_Extracted text_.
....
CI: self hosting by Maxwell-Rosen · Pull Request #941 · ammarhakim/gkeyll

Maxwell-Rosen · 2026-02-04T19:44:59Z

Documentation Changes

Purpose

The current Mac CI build fails intermittently and inconsistently. Rather than fixing that CI file, we can solve this issue permanently by hosting CI on a dedicated machine. @JunoRavin has volunteered to host this on his super server at PPPL. By enabling local hosting, we can gain enhanced control and testing on this computer.

CI is expanded to ensure all unit tests pass, including those that trigger compiler warnings and errors.

Both CPU and GPU builds are tested.

Affected Areas

.github/workflows and files located within for modifying the CI.

Failing unit tests are commented out so we can establish a baseline. I am not going to spend time doing the hard work of fixing the unit test or identifying why it is failing. That work is left to the individuals to whom these unit tests are relevant. There is an open issue about this (#845)

Failing unit tests are:

gyrokinetic/unit/ctest_gyrokinetic_cross_prim_moms_bgk.c test_1x2v_p1
gyrokinetic/unit/ctest_mom_gyrokinetic.c test_2x2v_p1 test_2x2v_p1_cu
gyrokinetic/unit/ctest_rescale_ghost_jacf.c test_1x1v_ho test_2x2v_ho and device versions
gyrokinetic/unit/ctest_dg_gyrokinetic_kern_tm.c -- all tests removed and fail.
gyrokinetic/unit/ctest_dg_interpolate.c -- all tests related to _gk_ fail.
....
_Coordinate annotation records_.

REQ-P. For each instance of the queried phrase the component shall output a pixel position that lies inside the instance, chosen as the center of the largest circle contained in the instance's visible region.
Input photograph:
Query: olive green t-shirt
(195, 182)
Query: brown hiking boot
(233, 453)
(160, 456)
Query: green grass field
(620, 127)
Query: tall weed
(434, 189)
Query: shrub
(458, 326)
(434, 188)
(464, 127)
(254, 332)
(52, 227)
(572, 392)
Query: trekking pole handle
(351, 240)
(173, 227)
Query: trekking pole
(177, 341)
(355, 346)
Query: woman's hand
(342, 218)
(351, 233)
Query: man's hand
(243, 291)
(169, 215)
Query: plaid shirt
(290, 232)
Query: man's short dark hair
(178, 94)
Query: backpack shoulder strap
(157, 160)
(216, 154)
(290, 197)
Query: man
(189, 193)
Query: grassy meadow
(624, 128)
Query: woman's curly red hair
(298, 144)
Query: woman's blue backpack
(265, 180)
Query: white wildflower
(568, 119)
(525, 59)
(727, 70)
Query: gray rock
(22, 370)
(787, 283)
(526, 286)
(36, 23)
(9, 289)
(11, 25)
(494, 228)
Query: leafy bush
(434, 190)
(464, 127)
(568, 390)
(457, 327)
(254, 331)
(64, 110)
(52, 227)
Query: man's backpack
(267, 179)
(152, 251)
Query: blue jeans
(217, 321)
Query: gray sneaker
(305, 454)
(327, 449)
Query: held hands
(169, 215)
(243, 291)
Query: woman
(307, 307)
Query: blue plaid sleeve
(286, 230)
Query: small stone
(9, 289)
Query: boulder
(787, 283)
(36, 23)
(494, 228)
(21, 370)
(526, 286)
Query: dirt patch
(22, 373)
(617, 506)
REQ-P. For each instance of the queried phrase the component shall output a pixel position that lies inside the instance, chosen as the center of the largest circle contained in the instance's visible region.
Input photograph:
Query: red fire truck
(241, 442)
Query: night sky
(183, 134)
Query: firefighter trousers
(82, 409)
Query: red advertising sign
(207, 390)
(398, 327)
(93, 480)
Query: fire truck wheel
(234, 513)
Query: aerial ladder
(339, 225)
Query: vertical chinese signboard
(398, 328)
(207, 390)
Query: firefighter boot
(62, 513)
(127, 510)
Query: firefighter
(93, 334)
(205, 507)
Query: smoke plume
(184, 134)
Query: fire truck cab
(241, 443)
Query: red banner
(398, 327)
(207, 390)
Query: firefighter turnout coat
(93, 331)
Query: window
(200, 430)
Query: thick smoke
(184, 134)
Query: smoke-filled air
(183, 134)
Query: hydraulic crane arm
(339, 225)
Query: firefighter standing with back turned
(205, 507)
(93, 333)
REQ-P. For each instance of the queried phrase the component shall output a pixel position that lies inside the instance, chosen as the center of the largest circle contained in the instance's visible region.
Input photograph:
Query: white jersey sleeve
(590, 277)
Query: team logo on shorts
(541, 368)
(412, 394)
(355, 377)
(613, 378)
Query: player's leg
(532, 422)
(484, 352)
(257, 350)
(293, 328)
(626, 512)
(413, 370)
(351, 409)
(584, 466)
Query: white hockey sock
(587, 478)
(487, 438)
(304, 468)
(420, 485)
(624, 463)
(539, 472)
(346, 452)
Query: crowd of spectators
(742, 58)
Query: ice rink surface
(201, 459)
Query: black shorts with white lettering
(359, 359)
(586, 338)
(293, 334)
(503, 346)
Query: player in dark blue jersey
....
_Set problem 1_. Translate this sentence from the pull request text into Spanish: "Both CPU and GPU builds are tested."
_Set problem 2_. Name every unit test file that the pull request text lists as having failing tests, with its full path.
_Set problem 3_. Please retype the pull request text from "Documentation Changes" up to and including "builds are tested.".

_Expected answer 1_. Se prueban tanto las compilaciones de CPU como las de GPU.

_Expected answer 2_.
gyrokinetic/unit/ctest_gyrokinetic_cross_prim_moms_bgk.c
gyrokinetic/unit/ctest_mom_gyrokinetic.c
gyrokinetic/unit/ctest_rescale_ghost_jacf.c
gyrokinetic/unit/ctest_dg_gyrokinetic_kern_tm.c
gyrokinetic/unit/ctest_dg_interpolate.c

_Expected answer 3_.
Documentation Changes

Purpose

The current Mac CI build fails intermittently and inconsistently. Rather than fixing that CI file, we can solve this issue permanently by hosting CI on a dedicated machine. @JunoRavin has volunteered to host this on his super server at PPPL. By enabling local hosting, we can gain enhanced control and testing on this computer.

CI is expanded to ensure all unit tests pass, including those that trigger compiler warnings and errors.

Both CPU and GPU builds are tested.